## Your objective
Copy, from the data below, every line that has "white" in it.

START Task input

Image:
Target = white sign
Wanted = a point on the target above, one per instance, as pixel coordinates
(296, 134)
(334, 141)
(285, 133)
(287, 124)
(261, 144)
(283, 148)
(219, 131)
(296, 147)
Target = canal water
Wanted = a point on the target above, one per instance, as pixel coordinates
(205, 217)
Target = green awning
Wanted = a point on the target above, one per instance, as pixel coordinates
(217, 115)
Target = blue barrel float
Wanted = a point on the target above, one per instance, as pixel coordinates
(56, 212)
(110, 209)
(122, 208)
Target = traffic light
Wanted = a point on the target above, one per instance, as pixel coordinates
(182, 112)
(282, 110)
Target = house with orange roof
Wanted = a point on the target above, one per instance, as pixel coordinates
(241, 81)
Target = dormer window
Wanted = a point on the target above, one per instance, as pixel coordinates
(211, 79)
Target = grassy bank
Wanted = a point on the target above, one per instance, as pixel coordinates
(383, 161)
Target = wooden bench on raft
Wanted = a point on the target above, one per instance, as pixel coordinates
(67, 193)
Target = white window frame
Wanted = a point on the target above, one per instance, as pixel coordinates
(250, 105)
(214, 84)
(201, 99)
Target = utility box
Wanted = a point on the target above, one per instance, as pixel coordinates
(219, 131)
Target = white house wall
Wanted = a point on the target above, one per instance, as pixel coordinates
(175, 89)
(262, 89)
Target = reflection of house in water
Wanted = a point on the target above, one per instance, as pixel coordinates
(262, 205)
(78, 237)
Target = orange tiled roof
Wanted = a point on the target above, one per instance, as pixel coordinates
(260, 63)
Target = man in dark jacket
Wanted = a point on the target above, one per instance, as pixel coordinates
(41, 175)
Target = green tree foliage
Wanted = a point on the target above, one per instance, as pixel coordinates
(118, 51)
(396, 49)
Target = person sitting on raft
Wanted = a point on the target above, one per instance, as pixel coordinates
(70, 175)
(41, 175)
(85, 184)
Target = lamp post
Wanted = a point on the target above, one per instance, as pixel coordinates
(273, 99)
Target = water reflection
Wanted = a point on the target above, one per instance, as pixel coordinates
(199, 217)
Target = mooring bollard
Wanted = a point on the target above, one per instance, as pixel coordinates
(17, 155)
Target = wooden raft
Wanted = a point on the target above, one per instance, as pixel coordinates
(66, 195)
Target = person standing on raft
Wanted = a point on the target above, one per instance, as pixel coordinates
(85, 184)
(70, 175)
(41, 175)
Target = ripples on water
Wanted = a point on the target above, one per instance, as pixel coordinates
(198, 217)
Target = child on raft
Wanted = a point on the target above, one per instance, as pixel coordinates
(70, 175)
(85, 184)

END Task input

## Exercise result
Target = white sign
Target = white window frame
Target = white house wall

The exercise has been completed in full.